**SHORT PROBLEM A:**
Do these statements agree with the rate limit policy thread below? (i) The issue was closed by davidor. (ii) y-tabata says that resetting rate limits is a problem for connections and leaky bucket when the gateway restarts. (iii) davidor says that resetting the counters is acceptable for limits with periods of a month or a year. Answer yes or no for each, quoting the deciding words of the thread.

3scale / APIcast

3scale API Gateway
Apache License 2.0
305 stars 171 forks source link

Rate limit policy does not take into account changes in the config when using Redis #667

Closed davidor closed 6 years ago

davidor commented 6 years ago

The rate limit policy has some limitations when configured to use Redis.

For example:

or

In order to solve this problems, we need to store more information in Redis and perform some checks every time Apicast boots with the rate limit policy config. For example, the policy needs to check the existing limits and see if it needs to increase the TTL of the limiting keys, decrease it, remove them, etc.

y-tabata commented 6 years ago

If it's acceptable to reset rate limits when the gateway restarts, we can add timestamp or a random string to the key in the initialization.

davidor commented 6 years ago

@y-tabata I think it will depend a lot on the use case.

For limits with small periods (seconds, minutes) it might be acceptable. However, 3scale supports big periods for limits (like a month, or a year). In that case, resetting the counters and the limiters is not acceptable.

y-tabata commented 6 years ago

Regarding connections and leaky bucket, it's no problem to reset rate limits because when the gateway restarts, there is no connection.

So we need to focus on fixed window only. There are 5 cases on each parameter as illustrated in the following example.

window:

old window current new window expected window reset?
10 5 3 3 yes
10 5 5 5 yes
10 5 7 7 yes
10 5 10 5 no
10 5 15 15 yes

count:

old count current new count expected count reset?
10 5 3 3 yes
10 5 5 5 yes
10 5 7 7 yes
10 5 10 5 no
10 5 15 15 yes

Regarding window, if the new window is shorter than the current window, we have to reset the rate limit. If the new window is longer than the current window and the window value is changed, it is thought that users restarted the gateway in order to reset the rate limit. It is strange that the window in the real environment is still following to the current window although users change the window value. So we have to reset the rate limit. But if the new window equals the old window, it is not thought that users restarted the gateway in order to reset the rate limit. So we don't reset the rate limit. The same is true of count. So we store the count and window in Redis, and if the new window equals the old window and the new count equals the old count, then we don't reset rate limits. Otherwise, we reset rate limits.

[Part of a data file]
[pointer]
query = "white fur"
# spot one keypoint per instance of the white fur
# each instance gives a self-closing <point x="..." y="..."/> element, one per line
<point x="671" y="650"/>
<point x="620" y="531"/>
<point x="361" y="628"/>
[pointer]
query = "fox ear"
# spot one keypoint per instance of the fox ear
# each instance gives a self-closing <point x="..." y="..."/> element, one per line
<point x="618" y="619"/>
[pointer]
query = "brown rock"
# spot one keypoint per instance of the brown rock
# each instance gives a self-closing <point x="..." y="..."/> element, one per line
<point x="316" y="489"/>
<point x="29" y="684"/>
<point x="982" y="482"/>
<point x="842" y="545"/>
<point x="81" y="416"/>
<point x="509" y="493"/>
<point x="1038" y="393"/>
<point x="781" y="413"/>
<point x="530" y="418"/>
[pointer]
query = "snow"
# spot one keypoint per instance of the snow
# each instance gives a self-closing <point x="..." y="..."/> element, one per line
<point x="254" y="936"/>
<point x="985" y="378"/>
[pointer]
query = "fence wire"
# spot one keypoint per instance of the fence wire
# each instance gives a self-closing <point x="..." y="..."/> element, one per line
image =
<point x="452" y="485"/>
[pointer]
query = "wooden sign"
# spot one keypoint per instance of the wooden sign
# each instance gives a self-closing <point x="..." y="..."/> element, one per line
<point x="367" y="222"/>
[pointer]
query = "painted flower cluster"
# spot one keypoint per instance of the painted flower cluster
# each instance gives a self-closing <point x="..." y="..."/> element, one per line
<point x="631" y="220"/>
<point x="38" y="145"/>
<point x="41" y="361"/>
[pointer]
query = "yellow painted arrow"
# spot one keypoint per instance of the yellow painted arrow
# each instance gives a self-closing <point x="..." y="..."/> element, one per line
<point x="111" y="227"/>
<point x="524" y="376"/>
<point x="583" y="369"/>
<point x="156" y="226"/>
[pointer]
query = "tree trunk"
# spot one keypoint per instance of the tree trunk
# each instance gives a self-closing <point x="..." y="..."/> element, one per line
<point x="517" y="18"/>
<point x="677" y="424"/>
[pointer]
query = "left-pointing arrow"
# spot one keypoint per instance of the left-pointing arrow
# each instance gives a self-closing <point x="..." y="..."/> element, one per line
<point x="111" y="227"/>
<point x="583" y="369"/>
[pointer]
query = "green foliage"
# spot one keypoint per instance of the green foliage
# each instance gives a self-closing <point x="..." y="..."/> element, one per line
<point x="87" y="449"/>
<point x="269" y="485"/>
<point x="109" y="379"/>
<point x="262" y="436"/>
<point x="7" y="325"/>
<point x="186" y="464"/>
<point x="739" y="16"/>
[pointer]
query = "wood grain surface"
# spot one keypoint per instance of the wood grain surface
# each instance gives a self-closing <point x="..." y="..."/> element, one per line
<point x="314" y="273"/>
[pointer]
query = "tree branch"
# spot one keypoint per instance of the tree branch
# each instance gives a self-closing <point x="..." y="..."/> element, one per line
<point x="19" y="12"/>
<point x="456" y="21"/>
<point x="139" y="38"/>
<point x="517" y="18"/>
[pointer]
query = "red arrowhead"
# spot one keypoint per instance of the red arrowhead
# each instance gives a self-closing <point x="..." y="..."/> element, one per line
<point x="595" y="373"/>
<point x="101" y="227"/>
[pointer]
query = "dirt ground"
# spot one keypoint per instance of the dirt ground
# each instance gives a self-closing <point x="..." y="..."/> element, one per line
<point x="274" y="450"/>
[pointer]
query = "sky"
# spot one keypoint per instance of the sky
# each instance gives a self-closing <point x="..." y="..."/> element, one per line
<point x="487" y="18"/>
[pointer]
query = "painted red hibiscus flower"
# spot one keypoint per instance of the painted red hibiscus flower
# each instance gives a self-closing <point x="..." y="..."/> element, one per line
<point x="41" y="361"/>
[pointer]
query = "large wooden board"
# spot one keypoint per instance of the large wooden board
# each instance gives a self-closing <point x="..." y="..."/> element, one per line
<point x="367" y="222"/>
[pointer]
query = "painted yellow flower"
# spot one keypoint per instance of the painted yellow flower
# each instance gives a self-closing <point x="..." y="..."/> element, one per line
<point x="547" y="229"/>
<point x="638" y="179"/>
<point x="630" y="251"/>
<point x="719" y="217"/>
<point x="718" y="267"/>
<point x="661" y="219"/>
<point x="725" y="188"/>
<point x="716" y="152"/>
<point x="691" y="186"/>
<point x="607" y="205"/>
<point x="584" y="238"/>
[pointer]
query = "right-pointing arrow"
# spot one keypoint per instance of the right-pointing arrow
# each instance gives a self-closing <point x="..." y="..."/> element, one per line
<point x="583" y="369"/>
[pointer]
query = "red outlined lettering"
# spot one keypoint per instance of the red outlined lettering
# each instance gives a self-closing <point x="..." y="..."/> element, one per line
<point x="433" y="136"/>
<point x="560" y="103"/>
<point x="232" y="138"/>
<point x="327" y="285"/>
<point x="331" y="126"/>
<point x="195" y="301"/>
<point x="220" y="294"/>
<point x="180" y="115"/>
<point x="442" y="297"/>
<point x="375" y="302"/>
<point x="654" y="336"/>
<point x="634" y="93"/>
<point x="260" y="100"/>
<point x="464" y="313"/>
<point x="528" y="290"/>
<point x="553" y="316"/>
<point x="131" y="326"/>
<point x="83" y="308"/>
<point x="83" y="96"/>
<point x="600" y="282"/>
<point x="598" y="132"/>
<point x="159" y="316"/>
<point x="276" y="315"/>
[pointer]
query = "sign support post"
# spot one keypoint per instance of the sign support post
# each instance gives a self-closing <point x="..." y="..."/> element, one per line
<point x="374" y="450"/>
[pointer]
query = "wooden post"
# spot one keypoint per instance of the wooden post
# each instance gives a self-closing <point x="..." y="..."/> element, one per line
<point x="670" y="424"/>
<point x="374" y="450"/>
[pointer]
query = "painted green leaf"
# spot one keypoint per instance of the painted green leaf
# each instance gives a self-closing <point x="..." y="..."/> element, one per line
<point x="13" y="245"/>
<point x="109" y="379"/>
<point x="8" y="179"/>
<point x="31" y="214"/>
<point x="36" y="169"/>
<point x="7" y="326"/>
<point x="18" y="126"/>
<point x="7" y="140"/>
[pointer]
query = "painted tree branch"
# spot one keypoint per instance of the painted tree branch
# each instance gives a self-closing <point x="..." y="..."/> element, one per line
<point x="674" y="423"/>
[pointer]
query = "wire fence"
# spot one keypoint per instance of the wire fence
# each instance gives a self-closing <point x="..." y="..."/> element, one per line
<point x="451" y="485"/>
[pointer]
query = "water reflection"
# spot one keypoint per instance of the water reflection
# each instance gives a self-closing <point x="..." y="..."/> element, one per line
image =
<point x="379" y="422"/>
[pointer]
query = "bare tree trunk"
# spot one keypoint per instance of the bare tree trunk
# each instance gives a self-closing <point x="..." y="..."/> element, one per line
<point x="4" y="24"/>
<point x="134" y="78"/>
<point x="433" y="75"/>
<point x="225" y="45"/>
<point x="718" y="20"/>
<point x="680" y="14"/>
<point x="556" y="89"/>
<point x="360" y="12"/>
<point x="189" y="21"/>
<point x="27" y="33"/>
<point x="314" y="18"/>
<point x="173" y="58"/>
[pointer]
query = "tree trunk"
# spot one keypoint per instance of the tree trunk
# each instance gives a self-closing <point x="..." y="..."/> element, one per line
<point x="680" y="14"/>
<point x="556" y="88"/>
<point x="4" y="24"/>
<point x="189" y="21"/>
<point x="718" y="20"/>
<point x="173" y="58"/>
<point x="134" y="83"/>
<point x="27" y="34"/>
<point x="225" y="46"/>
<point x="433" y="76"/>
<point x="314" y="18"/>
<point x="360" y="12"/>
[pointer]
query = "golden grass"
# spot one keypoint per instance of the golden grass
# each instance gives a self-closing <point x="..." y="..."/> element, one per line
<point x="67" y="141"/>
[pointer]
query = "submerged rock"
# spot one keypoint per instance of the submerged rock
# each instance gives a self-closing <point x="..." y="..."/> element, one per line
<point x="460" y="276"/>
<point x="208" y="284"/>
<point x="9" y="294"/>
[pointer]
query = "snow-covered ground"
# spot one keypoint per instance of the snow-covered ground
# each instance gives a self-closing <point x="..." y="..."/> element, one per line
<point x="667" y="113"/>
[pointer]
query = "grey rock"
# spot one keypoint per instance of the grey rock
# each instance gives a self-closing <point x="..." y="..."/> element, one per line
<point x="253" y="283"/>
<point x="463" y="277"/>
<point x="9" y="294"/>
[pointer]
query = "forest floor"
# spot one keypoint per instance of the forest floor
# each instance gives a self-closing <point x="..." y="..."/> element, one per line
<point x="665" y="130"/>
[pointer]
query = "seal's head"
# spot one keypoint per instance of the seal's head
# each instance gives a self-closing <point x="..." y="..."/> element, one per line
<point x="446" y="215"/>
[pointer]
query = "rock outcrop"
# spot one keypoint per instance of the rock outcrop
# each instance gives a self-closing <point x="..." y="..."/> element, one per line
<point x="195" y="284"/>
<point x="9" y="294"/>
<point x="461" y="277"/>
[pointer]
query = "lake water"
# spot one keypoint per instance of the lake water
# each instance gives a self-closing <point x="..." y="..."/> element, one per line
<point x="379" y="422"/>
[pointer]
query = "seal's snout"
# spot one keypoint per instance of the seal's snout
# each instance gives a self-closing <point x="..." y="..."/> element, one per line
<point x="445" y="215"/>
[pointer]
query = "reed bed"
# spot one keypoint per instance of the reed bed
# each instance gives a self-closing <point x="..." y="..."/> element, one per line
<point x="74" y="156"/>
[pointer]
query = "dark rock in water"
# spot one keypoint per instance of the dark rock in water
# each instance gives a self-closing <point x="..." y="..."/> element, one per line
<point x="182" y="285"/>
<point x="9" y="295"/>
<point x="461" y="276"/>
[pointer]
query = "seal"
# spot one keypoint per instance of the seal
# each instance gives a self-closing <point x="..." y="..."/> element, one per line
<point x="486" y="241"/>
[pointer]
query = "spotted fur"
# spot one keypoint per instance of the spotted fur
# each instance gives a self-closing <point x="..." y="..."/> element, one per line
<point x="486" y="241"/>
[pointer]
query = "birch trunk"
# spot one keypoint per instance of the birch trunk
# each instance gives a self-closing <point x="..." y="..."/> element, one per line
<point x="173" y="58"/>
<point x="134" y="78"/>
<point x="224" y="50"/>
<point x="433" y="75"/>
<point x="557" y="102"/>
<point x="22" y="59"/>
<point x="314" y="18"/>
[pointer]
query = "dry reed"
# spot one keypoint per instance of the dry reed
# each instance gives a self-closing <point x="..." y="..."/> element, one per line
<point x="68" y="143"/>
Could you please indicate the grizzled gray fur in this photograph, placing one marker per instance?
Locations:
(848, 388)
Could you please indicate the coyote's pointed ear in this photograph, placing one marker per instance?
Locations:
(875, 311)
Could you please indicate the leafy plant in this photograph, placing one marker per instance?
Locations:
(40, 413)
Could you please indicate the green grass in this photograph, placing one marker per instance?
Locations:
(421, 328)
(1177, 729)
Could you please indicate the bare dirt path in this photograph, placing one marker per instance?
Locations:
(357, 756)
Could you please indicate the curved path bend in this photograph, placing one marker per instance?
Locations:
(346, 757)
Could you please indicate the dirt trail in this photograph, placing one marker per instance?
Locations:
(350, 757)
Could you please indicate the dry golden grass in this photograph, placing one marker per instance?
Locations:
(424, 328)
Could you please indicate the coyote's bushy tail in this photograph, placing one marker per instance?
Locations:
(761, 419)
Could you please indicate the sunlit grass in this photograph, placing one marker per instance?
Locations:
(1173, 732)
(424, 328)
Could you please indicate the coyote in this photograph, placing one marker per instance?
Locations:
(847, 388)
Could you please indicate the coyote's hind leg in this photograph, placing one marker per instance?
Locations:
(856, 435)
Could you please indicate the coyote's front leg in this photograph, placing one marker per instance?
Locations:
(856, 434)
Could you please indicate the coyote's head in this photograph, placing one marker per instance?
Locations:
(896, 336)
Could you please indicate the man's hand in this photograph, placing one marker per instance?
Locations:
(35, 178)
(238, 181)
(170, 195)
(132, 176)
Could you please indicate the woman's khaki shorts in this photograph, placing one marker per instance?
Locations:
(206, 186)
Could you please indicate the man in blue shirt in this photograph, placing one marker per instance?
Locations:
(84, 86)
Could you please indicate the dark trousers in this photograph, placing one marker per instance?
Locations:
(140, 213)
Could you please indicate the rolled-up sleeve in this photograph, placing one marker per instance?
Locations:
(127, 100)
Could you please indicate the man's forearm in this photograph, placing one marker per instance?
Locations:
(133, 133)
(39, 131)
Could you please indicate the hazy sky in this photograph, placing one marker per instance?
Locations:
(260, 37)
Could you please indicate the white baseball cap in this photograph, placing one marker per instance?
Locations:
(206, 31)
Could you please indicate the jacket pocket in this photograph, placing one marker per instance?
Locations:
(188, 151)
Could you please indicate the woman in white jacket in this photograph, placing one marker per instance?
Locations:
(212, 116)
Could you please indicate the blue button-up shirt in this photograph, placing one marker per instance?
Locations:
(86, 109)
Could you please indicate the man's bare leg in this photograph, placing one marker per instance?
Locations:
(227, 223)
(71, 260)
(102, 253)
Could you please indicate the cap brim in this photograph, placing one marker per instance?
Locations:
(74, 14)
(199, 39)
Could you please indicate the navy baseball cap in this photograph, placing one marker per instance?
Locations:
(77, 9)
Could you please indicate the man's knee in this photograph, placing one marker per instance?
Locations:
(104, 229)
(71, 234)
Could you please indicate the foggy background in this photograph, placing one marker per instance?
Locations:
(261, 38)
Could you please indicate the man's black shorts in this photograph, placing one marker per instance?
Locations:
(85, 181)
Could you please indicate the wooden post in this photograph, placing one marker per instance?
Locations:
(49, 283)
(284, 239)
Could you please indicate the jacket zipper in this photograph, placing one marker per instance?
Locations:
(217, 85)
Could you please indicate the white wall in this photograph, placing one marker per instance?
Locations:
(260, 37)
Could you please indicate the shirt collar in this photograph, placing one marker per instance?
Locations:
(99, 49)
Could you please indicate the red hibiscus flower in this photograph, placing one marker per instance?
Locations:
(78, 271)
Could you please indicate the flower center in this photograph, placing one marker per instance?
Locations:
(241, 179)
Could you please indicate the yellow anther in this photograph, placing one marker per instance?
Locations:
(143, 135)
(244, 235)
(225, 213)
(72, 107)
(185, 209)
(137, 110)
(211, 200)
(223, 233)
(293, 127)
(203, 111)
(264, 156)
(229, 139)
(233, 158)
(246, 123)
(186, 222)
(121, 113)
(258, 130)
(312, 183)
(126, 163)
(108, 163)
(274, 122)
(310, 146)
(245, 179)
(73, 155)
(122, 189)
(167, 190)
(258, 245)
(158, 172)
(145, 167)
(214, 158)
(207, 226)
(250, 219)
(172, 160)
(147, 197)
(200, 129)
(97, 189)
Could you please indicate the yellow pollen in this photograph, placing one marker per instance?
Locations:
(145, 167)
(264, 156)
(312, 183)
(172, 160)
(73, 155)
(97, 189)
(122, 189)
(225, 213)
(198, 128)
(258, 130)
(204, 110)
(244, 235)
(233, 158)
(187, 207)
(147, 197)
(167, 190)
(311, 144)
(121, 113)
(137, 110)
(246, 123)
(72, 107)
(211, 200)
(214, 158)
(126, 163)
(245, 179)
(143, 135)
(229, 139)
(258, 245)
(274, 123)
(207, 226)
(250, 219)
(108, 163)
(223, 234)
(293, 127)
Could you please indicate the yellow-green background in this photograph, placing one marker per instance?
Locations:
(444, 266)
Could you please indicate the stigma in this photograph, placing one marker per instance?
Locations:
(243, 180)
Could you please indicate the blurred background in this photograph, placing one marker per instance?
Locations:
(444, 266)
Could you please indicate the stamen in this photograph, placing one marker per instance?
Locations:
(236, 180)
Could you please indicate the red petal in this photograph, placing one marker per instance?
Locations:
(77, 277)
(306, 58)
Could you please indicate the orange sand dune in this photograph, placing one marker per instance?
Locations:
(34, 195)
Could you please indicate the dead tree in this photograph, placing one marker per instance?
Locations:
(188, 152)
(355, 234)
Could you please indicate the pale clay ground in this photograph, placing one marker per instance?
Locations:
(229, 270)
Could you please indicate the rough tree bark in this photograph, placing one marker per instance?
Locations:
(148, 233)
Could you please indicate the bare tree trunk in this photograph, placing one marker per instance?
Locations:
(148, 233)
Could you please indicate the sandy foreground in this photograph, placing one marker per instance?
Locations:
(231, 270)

**SHORT PROBLEM B:**
How many lines of the entries above contain the string "brown"? Case counts, so give the number only.

**WRITTEN REPLY A:**
(i) Yes: "Closed davidor closed 6 years ago"
(ii) No: "Regarding connections and leaky bucket, it's no problem to reset rate limits because when the gateway restarts, there is no connection."
(iii) No: "In that case, resetting the counters and the limiters is not acceptable."

**WRITTEN REPLY B:**
2